• **DATA LINES**:
--- START ---

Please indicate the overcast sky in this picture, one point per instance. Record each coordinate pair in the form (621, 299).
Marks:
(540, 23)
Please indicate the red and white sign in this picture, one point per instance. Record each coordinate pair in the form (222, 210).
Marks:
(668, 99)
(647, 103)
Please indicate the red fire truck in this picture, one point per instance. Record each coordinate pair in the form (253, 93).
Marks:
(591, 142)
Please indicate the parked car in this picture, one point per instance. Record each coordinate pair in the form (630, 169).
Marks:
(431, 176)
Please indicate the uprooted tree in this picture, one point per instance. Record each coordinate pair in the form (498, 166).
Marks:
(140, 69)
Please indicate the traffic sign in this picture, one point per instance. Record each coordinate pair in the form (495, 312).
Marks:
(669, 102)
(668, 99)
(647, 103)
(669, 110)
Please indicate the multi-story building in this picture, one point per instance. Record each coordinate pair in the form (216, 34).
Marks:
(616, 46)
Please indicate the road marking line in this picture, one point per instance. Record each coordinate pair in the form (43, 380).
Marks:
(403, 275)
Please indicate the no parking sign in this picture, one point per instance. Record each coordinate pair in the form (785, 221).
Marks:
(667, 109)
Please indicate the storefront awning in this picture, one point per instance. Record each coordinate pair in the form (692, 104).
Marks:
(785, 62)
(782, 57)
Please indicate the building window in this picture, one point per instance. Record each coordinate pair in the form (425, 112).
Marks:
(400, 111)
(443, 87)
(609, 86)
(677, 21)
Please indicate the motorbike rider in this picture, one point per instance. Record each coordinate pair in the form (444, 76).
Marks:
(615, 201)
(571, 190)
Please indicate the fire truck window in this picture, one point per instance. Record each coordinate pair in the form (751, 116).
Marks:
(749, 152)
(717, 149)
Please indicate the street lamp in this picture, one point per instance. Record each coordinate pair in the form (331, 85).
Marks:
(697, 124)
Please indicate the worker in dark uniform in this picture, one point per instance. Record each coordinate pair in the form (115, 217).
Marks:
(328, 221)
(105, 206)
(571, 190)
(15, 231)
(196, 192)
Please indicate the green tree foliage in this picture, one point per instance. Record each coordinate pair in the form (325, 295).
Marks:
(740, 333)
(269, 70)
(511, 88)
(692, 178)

--- END ---

• **INSTRUCTION**: Repeat word for word each line from the one with "Please indicate the multi-story" to the end of the records above, inclusive.

• **FULL OUTPUT**:
Please indicate the multi-story building in this picture, one point per instance. Record each coordinate pair in the form (216, 34).
Marks:
(616, 46)
Please indicate the road marking line in this picture, one point per instance. Record each coordinate pair in the form (43, 380).
Marks:
(403, 275)
Please indicate the no parking sign in this picture, one point per instance. Record each coordinate pair in the form (785, 221).
Marks:
(667, 109)
Please indicate the storefront awning in this picture, one point per instance. Record each coordinate pair in the form (692, 104).
Marks:
(785, 62)
(782, 57)
Please indicate the building window in this picture, one point per instance. Record each coordinate pair in the form (425, 112).
Marks:
(400, 111)
(443, 87)
(609, 86)
(677, 21)
Please indicate the motorbike rider in this picture, one point per instance. Record each coordinate pair in the form (444, 76).
Marks:
(615, 201)
(571, 190)
Please indicate the fire truck window in this picture, one point per instance. Record each coordinate pair in the form (751, 116).
Marks:
(749, 152)
(717, 149)
Please indicate the street lamp in this picture, one point per instance. Record each coordinate pair in the form (331, 85).
Marks:
(697, 124)
Please indicate the worker in dark uniform in this picture, one point per instance. Record each coordinate pair in the form (115, 217).
Marks:
(328, 221)
(105, 206)
(571, 190)
(15, 231)
(196, 192)
Please indicate the green tree foliage in this picture, one point per instance. Record each coordinate pair in the form (325, 295).
Marks:
(740, 333)
(269, 70)
(511, 88)
(692, 178)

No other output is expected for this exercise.